◆ WORK INSTRUCTION:
Scan the records for the line containing "Please spot the overcast". From there through the last line, write out each line exactly.

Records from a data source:
..............................
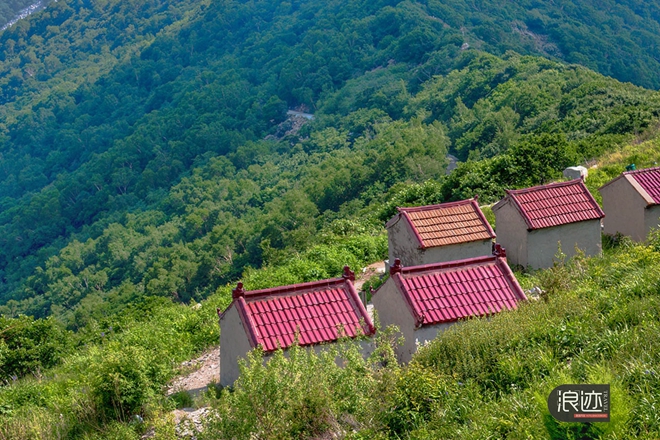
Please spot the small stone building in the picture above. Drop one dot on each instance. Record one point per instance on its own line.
(436, 233)
(317, 311)
(425, 300)
(531, 223)
(632, 203)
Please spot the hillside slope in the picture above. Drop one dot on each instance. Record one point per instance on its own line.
(134, 112)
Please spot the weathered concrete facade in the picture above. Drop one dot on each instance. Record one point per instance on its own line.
(533, 223)
(315, 313)
(510, 226)
(537, 248)
(437, 233)
(234, 345)
(629, 208)
(543, 244)
(448, 288)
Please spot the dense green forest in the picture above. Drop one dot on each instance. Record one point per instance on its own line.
(10, 9)
(143, 138)
(147, 163)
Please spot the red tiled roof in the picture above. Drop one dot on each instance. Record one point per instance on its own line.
(446, 292)
(649, 180)
(555, 204)
(316, 310)
(448, 223)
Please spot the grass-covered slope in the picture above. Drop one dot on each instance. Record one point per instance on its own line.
(597, 322)
(119, 119)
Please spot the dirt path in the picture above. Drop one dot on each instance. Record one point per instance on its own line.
(206, 371)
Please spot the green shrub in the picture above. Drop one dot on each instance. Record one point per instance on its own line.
(119, 382)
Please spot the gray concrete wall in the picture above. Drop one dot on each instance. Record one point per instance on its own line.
(427, 333)
(652, 218)
(402, 243)
(459, 251)
(234, 344)
(543, 243)
(511, 231)
(392, 310)
(624, 210)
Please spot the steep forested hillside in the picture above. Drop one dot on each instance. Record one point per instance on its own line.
(134, 161)
(10, 9)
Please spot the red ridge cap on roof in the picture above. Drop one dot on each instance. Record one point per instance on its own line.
(253, 294)
(649, 180)
(444, 224)
(539, 215)
(314, 310)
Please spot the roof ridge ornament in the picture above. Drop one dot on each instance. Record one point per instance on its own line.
(499, 251)
(238, 292)
(396, 267)
(348, 274)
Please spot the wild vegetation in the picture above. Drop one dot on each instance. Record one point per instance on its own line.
(144, 168)
(597, 322)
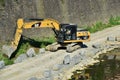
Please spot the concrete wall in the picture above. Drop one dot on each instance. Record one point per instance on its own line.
(81, 12)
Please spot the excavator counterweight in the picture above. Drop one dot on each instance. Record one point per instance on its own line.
(67, 35)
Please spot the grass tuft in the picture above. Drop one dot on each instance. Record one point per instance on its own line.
(100, 25)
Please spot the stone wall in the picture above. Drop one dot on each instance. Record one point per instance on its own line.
(81, 12)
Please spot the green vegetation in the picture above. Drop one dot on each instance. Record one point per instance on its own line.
(36, 43)
(4, 58)
(2, 2)
(25, 44)
(100, 25)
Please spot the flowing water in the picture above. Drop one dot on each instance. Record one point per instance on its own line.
(107, 69)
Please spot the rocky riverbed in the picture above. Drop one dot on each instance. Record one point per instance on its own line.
(60, 65)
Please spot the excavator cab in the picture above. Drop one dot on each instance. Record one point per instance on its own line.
(67, 32)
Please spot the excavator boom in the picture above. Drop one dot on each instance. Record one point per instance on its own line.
(36, 23)
(65, 34)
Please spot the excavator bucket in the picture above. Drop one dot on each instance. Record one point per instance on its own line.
(8, 50)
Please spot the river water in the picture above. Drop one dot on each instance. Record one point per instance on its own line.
(107, 69)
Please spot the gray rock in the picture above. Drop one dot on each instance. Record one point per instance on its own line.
(42, 50)
(2, 64)
(33, 78)
(75, 60)
(66, 59)
(118, 39)
(57, 67)
(31, 52)
(110, 38)
(50, 78)
(47, 73)
(20, 58)
(97, 45)
(82, 52)
(92, 52)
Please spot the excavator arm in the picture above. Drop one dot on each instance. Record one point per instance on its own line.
(38, 23)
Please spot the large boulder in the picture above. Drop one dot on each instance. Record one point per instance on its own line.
(20, 58)
(47, 73)
(2, 64)
(66, 59)
(33, 78)
(57, 67)
(31, 52)
(41, 50)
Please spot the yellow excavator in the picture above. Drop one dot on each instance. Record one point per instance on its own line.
(66, 35)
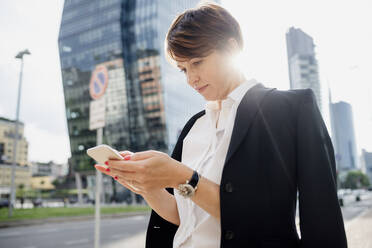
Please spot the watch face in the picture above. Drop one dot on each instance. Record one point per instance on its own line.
(186, 189)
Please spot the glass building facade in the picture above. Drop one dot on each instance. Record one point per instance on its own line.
(148, 101)
(343, 136)
(302, 63)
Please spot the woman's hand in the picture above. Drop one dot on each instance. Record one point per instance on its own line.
(144, 172)
(109, 173)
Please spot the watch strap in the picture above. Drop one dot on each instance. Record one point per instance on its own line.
(194, 179)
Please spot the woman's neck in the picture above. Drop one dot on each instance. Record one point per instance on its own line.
(234, 83)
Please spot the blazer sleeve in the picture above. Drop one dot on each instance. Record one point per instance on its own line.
(321, 221)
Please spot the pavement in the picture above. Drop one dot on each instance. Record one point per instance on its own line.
(359, 230)
(15, 223)
(128, 229)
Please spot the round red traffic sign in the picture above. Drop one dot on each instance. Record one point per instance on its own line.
(98, 82)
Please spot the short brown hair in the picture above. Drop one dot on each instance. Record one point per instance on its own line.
(198, 31)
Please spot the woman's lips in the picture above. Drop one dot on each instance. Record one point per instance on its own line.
(202, 88)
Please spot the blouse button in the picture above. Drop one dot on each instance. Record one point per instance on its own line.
(229, 235)
(228, 187)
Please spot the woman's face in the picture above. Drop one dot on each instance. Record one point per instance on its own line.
(211, 75)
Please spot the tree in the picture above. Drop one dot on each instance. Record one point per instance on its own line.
(356, 180)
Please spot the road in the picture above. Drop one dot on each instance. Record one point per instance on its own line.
(121, 232)
(75, 234)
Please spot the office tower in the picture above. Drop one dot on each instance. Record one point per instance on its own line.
(147, 100)
(343, 136)
(367, 164)
(302, 63)
(7, 136)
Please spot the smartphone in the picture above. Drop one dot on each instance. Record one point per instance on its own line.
(102, 153)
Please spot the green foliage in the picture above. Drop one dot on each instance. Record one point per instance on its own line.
(42, 213)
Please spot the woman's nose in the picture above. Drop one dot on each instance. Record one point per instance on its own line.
(192, 78)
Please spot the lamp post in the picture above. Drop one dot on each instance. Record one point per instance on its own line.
(12, 178)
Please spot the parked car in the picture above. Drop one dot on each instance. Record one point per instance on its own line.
(4, 203)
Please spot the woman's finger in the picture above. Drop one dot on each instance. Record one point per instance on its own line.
(125, 153)
(102, 169)
(123, 165)
(123, 174)
(128, 186)
(143, 155)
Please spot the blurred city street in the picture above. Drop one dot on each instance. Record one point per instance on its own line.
(85, 80)
(131, 231)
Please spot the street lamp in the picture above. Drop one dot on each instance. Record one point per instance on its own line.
(12, 178)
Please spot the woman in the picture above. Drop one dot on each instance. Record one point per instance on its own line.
(238, 163)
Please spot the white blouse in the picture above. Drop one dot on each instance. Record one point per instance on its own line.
(204, 150)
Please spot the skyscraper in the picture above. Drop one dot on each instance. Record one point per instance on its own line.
(367, 164)
(302, 62)
(147, 100)
(343, 136)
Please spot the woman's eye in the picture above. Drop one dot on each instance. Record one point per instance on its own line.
(197, 62)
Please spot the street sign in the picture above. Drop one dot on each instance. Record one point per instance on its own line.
(97, 110)
(98, 82)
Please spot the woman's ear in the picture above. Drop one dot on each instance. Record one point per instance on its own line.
(232, 46)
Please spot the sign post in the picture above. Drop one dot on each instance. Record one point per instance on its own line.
(97, 109)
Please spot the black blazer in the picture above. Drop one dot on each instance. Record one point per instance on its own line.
(279, 145)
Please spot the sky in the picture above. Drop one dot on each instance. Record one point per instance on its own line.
(340, 29)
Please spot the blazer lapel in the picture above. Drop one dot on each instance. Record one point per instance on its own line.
(245, 114)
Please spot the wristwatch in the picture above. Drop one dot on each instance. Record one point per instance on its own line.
(188, 189)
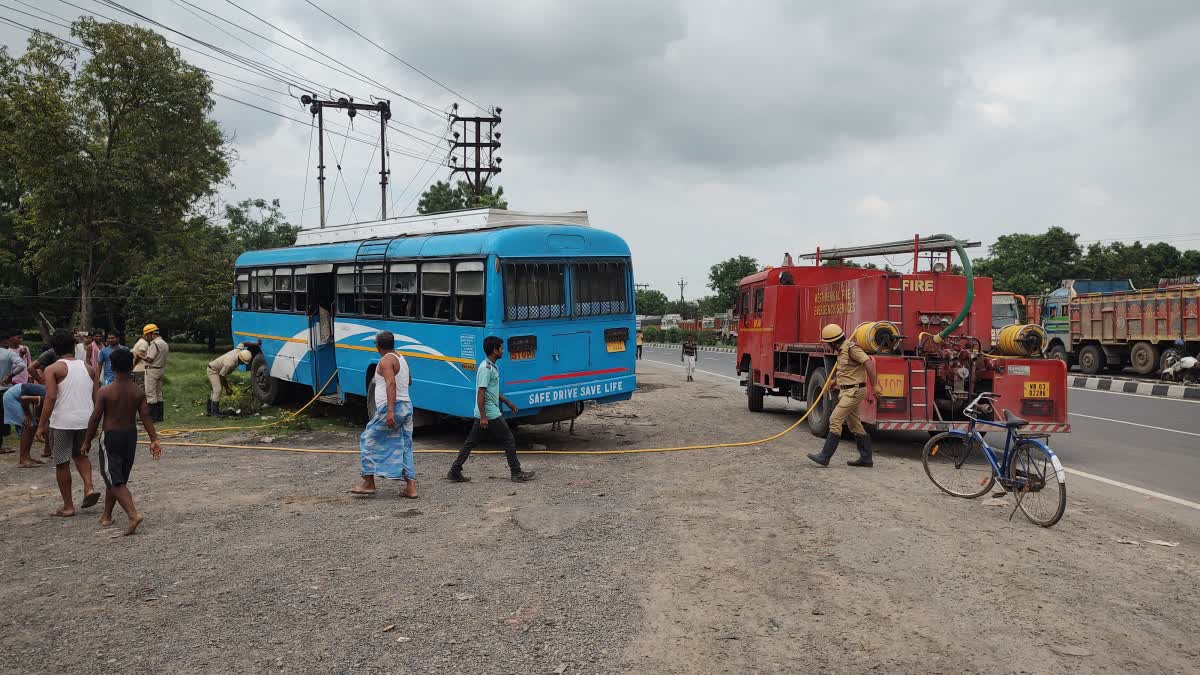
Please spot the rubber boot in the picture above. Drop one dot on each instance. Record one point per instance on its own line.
(827, 451)
(864, 452)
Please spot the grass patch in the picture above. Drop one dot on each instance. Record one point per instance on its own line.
(186, 392)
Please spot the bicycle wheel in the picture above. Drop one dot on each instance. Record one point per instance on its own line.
(958, 466)
(1033, 482)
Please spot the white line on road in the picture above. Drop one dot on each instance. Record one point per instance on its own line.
(1134, 488)
(1134, 424)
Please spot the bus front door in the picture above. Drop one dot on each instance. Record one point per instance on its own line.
(321, 336)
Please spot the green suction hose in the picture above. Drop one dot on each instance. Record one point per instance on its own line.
(970, 298)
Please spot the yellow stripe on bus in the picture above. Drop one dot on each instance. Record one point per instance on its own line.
(261, 336)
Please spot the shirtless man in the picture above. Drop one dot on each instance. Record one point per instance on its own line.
(70, 394)
(119, 404)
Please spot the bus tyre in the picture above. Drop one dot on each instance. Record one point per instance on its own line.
(267, 388)
(1091, 359)
(754, 395)
(819, 408)
(1059, 352)
(1144, 358)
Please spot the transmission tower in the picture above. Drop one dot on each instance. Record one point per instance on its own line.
(317, 107)
(477, 171)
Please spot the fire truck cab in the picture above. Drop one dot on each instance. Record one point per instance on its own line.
(928, 371)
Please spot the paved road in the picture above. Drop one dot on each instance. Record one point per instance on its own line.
(1147, 442)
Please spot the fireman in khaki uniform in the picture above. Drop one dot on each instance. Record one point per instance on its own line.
(156, 360)
(855, 368)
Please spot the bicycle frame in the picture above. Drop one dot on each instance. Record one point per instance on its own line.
(1000, 469)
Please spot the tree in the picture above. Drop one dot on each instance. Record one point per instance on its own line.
(725, 275)
(652, 303)
(113, 151)
(443, 197)
(258, 225)
(1030, 263)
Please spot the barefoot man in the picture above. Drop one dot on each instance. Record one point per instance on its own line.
(70, 398)
(119, 404)
(387, 442)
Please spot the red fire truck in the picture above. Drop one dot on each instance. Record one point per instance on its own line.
(931, 344)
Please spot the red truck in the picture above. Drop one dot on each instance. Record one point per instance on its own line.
(933, 347)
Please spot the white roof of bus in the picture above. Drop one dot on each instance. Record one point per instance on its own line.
(437, 223)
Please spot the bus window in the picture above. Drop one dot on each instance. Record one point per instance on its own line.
(301, 288)
(244, 291)
(534, 291)
(403, 291)
(436, 291)
(369, 291)
(283, 290)
(265, 290)
(346, 290)
(468, 292)
(599, 288)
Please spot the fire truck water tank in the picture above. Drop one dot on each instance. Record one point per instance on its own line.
(1021, 340)
(876, 336)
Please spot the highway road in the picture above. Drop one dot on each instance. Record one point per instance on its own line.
(1143, 443)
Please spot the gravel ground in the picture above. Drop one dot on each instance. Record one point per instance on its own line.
(721, 561)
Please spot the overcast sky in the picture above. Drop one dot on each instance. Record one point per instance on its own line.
(701, 130)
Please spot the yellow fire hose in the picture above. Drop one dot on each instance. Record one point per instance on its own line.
(172, 432)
..............................
◆ TASK SOLUTION:
Please spot the overcast sky in the picture above. Drop one dot on each instance. Record one point per instance on its own line.
(701, 130)
Please spot the yellow fire hose in the picture above. Drop one dot on each instance. Record one point per instance on its own line.
(172, 432)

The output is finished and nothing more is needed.